Transcribe every one of the items below verbatim, omitting the picture.
--- START Records for this task ---
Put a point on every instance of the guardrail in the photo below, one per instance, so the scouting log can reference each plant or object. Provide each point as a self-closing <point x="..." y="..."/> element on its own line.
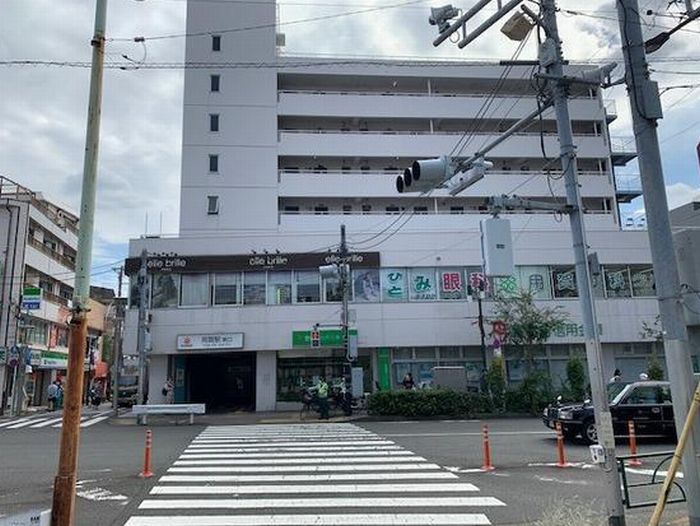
<point x="656" y="479"/>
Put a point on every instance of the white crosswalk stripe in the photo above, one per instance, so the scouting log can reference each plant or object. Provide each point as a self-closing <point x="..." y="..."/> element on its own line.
<point x="52" y="420"/>
<point x="307" y="474"/>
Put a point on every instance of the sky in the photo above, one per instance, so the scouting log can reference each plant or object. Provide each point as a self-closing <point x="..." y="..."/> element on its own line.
<point x="43" y="109"/>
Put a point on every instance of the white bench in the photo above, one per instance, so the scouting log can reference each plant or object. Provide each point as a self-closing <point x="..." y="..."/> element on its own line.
<point x="168" y="409"/>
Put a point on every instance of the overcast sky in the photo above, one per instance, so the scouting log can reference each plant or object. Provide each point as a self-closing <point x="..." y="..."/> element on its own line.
<point x="43" y="109"/>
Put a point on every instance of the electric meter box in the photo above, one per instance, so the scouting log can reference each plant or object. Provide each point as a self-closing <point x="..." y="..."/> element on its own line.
<point x="497" y="247"/>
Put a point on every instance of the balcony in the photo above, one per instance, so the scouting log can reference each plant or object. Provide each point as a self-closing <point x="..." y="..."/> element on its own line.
<point x="627" y="187"/>
<point x="64" y="260"/>
<point x="622" y="150"/>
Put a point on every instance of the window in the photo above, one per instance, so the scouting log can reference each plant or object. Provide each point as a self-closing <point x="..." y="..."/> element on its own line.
<point x="215" y="83"/>
<point x="165" y="291"/>
<point x="213" y="163"/>
<point x="194" y="290"/>
<point x="279" y="288"/>
<point x="227" y="289"/>
<point x="308" y="288"/>
<point x="254" y="288"/>
<point x="214" y="122"/>
<point x="212" y="204"/>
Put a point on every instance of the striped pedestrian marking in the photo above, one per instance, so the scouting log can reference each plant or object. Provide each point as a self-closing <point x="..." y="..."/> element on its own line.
<point x="325" y="503"/>
<point x="310" y="489"/>
<point x="325" y="477"/>
<point x="286" y="461"/>
<point x="298" y="475"/>
<point x="376" y="519"/>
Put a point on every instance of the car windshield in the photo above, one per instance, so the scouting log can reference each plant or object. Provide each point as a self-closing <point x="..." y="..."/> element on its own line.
<point x="614" y="389"/>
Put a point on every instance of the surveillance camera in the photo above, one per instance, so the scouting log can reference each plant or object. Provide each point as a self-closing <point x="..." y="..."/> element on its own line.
--- END Records for this task ---
• Result:
Put a point on every instance of the guardrail in the photo below, one per instance, so the scouting log can reference each plant or object. Provide each point as a self-closing <point x="..." y="..."/> element on its own line.
<point x="656" y="479"/>
Put a point on every instance of the white crosswalk stripe in the photo above, one per instance, so the scouting log can reference each plant or object. Provide each point as a self-closing <point x="..." y="..."/> element on its own line.
<point x="52" y="420"/>
<point x="307" y="474"/>
Put a point on every instance of the sky in the photo above, one per instance, so the scouting log can reference each plant or object. Provide each point as a self-closing <point x="..." y="..."/> element on its own line.
<point x="43" y="109"/>
Put a point on every instance of the white bench in the photo above, one per instance, so the scouting log can reference each plant or object. Provide each point as a self-closing <point x="..." y="..."/> element on its own line.
<point x="168" y="409"/>
Put a point on every instance of the overcast sky in the photo above, one per instance, so the scouting log can reference each plant or object. Provide each point as a self-closing <point x="..." y="..."/> element on its own line.
<point x="43" y="109"/>
Put a point on every instance of the electric meter box in the photo above, one per instance, so the scouting log can reference each plant or object. Provide each point as a self-closing <point x="..." y="..."/> element on its own line.
<point x="497" y="247"/>
Put a point on every instance of the balcony in the photo above, one per instance, so the scouting log can reference each plant or object. Provide each point as a self-closing <point x="..." y="..."/> element on its own line.
<point x="627" y="187"/>
<point x="64" y="260"/>
<point x="622" y="150"/>
Put a point on every instance of the window in the photo above, one per instance, so the scouting log can reference each plant or object. Provide each point as a self-closing <point x="..." y="..."/> element on its own line.
<point x="215" y="83"/>
<point x="165" y="291"/>
<point x="213" y="163"/>
<point x="194" y="290"/>
<point x="279" y="288"/>
<point x="227" y="289"/>
<point x="308" y="288"/>
<point x="254" y="288"/>
<point x="214" y="122"/>
<point x="212" y="204"/>
Put a point on every instance of the striped pedestrian marking in the photo above, one per instance, so the scouting log can reference each plant or object. Provide each point as a self-closing <point x="..." y="..."/> element on its own line.
<point x="325" y="503"/>
<point x="310" y="489"/>
<point x="325" y="477"/>
<point x="286" y="461"/>
<point x="298" y="475"/>
<point x="376" y="519"/>
Put a point on every instance of the car windshield in the photo above, one per instance, so the scouting log can reference each plant or object. Provide each point as a self-closing <point x="..." y="..."/> element on its own line.
<point x="614" y="389"/>
Put a point on every instance of the surveillance camera in the photo above, one per instance, so the scouting log can reference each plant or object. Provide each point as a self-closing <point x="..." y="..."/> element on its own line.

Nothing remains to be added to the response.